=== Data provided ===

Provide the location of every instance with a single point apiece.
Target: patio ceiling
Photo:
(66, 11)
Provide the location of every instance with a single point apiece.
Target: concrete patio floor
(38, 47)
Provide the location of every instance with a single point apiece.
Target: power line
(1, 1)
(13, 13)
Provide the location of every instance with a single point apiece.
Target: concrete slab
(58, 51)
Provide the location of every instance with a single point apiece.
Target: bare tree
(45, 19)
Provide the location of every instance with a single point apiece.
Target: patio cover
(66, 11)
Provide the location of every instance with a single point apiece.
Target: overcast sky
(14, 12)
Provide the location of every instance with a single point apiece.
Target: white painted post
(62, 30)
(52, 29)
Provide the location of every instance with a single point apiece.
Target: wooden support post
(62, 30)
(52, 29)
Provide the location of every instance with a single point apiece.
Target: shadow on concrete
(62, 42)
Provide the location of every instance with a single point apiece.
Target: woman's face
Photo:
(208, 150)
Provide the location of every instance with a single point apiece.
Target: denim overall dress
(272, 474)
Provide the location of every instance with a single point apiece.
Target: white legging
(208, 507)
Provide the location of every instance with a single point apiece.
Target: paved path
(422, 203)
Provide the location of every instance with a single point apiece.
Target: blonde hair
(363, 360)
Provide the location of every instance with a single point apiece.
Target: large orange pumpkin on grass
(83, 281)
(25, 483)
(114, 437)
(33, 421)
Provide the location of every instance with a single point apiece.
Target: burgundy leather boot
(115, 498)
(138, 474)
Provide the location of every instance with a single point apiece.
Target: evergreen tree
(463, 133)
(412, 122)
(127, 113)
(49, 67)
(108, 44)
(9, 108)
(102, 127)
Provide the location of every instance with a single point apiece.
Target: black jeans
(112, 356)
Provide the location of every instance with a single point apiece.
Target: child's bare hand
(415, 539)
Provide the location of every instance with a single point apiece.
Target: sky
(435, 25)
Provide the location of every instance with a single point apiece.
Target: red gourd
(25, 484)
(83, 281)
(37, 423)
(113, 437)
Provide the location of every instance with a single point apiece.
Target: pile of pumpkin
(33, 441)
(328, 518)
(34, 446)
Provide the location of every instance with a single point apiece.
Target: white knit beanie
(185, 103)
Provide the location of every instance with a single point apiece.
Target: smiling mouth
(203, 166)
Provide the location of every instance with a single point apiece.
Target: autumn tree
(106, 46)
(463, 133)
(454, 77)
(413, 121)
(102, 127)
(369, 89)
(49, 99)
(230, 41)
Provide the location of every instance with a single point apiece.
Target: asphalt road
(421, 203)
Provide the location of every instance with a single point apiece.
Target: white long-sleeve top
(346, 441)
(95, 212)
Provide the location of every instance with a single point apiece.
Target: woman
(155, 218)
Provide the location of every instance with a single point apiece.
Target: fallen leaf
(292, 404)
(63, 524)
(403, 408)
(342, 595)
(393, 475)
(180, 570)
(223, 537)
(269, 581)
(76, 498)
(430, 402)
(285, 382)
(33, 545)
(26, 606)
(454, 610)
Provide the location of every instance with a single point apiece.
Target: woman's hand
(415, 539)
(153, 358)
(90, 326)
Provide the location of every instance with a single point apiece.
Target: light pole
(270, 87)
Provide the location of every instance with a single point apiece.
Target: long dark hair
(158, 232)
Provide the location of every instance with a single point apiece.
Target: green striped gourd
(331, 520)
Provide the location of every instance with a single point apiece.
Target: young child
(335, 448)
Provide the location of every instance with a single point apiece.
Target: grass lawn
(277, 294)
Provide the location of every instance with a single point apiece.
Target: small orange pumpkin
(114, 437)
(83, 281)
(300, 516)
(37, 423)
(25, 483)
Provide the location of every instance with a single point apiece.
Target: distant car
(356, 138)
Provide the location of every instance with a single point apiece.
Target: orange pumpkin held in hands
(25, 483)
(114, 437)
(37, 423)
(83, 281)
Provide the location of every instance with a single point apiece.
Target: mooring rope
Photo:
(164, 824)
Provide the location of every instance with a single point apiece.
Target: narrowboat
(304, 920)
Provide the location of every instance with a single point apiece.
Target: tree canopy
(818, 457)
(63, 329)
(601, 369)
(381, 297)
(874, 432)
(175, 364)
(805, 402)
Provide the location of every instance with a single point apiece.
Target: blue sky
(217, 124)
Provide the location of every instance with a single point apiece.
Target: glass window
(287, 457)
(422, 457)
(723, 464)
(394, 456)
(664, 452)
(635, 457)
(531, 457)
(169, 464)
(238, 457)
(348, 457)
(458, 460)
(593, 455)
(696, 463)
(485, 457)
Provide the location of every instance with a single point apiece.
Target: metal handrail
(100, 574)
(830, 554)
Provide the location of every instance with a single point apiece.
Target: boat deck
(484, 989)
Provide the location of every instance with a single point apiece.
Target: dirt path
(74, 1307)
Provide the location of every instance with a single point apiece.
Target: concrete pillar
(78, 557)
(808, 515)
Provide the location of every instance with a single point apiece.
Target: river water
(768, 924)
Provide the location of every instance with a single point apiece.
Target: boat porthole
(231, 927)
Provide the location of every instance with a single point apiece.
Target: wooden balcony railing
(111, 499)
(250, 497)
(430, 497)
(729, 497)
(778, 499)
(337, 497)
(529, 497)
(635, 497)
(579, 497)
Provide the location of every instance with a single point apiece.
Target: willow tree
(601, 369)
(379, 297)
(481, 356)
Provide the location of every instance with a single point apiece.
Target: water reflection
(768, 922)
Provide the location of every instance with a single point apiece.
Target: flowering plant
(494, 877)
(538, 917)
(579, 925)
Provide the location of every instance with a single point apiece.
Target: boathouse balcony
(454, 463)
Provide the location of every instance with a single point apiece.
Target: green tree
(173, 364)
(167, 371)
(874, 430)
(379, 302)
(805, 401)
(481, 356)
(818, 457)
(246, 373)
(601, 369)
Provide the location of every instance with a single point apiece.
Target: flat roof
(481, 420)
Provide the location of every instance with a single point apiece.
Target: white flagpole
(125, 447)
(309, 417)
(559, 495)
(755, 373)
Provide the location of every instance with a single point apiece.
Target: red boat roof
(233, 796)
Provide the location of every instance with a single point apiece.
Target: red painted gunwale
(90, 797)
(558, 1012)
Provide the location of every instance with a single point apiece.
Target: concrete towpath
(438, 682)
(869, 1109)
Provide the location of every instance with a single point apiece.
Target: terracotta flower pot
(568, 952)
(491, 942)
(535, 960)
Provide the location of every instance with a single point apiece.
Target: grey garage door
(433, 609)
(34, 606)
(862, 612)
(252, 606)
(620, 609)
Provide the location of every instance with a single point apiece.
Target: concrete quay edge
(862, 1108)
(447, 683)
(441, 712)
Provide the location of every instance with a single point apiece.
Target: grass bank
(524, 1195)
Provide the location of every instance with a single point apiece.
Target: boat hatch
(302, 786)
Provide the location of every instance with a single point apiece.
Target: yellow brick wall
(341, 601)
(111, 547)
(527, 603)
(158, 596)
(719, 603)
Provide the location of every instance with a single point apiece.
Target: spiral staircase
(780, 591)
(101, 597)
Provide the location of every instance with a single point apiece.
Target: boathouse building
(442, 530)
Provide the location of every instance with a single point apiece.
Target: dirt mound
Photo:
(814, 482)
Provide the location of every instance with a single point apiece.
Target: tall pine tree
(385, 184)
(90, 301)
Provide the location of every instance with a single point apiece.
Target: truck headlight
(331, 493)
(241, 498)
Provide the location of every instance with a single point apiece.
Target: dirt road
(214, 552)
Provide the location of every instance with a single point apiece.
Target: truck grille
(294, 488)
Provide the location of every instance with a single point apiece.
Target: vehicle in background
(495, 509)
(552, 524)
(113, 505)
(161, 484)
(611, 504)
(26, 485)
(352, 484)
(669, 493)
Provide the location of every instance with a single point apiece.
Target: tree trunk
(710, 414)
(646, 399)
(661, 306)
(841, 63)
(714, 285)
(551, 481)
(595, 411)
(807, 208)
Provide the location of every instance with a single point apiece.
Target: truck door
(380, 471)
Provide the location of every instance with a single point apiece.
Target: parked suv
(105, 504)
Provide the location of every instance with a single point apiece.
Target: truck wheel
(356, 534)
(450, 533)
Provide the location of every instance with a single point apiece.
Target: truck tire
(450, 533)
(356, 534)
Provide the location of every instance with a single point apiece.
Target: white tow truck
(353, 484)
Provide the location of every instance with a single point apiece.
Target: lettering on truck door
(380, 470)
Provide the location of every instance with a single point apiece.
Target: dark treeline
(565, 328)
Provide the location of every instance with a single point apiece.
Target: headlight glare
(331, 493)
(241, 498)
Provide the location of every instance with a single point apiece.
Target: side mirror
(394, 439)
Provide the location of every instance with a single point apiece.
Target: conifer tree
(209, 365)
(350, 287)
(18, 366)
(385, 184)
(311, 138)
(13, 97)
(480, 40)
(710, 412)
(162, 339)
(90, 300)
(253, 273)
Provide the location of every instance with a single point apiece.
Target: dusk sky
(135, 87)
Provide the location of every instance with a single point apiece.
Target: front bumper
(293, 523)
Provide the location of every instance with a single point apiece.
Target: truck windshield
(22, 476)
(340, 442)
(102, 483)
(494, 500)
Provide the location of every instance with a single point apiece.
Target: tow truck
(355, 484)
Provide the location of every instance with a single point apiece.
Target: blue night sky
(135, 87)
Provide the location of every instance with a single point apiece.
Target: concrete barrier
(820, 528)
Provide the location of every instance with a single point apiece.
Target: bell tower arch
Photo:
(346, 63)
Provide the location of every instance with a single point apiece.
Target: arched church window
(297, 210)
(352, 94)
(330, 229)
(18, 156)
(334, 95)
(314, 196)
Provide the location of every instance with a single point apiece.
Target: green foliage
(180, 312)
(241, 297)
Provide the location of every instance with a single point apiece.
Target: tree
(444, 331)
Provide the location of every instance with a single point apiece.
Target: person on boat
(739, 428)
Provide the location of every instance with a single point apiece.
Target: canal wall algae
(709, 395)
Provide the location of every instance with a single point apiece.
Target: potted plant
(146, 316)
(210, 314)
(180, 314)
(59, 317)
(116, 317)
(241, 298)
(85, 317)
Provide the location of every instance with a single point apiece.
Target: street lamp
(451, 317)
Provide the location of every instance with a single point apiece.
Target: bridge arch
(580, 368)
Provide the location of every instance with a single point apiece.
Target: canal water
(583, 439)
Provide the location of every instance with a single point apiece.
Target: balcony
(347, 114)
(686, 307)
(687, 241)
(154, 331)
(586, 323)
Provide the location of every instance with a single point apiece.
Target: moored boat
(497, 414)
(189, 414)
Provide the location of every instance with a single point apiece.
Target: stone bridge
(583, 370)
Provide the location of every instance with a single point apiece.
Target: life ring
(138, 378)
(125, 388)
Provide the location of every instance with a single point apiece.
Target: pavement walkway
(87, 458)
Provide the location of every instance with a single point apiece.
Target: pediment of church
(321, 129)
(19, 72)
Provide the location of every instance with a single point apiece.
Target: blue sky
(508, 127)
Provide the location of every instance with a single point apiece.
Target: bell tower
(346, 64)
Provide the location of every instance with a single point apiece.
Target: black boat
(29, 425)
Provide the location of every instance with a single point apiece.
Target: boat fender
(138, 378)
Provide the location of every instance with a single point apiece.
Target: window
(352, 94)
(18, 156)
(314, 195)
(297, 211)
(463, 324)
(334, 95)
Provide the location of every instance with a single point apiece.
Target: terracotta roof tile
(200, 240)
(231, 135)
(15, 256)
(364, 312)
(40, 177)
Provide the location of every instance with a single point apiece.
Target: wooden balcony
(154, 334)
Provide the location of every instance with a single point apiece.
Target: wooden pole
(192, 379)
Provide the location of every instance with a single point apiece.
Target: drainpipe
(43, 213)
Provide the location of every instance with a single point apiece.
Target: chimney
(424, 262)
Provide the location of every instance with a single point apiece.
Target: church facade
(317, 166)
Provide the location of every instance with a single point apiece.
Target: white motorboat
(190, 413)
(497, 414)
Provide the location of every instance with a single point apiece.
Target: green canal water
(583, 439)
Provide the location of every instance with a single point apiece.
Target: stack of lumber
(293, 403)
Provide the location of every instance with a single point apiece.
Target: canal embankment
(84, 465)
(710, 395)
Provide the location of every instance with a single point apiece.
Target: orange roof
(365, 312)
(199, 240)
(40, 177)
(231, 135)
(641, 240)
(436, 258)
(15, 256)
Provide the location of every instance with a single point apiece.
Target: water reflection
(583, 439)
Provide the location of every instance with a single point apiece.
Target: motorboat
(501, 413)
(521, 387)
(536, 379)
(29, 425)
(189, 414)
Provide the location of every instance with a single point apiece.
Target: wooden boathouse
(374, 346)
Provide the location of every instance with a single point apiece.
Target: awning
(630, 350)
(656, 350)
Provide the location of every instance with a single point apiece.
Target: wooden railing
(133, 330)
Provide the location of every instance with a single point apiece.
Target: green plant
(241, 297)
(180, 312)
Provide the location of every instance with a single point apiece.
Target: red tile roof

===

**Objective**
Pick out every line in the listing above that contains the word "dark", and copy each of those lines.

**Correct answer**
Target: long dark hair
Target: dark treeline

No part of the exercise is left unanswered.